*Problem description:* Count the lines in the material below that contain the string "positive", and give only that number.

┌──

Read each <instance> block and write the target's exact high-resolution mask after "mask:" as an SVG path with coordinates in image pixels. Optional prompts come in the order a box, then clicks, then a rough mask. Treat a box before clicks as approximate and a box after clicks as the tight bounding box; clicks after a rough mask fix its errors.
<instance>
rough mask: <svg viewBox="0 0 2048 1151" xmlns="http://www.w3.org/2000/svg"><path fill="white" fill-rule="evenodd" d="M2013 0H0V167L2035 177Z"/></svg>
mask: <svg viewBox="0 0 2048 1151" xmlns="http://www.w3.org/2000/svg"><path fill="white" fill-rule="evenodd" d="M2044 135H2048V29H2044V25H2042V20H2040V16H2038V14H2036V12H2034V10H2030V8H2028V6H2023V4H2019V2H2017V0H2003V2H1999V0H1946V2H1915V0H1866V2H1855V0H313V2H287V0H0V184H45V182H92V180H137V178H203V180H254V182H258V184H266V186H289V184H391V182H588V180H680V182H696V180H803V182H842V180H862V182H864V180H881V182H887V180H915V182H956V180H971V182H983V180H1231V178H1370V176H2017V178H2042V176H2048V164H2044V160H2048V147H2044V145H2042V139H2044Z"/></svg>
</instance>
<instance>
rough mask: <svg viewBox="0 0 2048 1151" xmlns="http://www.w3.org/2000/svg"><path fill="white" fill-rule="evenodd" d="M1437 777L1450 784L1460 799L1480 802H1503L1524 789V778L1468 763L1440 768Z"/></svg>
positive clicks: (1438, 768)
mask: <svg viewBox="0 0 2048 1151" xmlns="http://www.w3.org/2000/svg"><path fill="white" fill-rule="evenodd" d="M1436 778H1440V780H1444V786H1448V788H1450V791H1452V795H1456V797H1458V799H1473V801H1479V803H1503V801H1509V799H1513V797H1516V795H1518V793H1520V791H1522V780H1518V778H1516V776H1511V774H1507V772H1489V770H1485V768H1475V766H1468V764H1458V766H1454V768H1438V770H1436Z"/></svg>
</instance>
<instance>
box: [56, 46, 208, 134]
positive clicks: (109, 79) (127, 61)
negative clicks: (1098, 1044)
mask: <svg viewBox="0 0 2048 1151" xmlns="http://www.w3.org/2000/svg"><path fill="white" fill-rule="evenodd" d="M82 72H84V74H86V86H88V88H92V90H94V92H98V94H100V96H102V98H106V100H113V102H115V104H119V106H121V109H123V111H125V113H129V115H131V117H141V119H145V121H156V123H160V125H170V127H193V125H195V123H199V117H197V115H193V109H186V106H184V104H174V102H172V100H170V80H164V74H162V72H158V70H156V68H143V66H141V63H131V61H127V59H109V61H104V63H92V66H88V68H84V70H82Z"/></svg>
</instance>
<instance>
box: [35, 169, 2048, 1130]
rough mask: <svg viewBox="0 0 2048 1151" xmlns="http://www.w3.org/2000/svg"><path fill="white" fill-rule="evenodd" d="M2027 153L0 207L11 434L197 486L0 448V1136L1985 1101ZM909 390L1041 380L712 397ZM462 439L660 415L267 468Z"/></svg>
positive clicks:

└──

*Exercise solution:* 3